** Task details **
Reproduce every line below exactly as written; do not include the images.

::: Input material

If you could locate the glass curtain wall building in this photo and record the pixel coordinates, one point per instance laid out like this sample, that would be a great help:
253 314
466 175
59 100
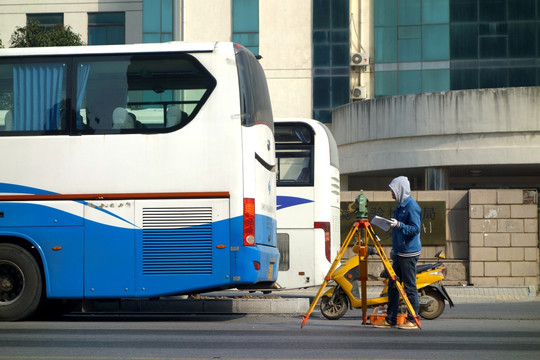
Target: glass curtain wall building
439 45
157 21
331 66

::::::

** Response **
If you could locate the glass curtain wall building in this photo and record the pixel coordinates, one point per instance laid out like this sample, that would be a great help:
253 314
466 175
59 100
Target: glass curtain wall building
439 45
157 21
331 66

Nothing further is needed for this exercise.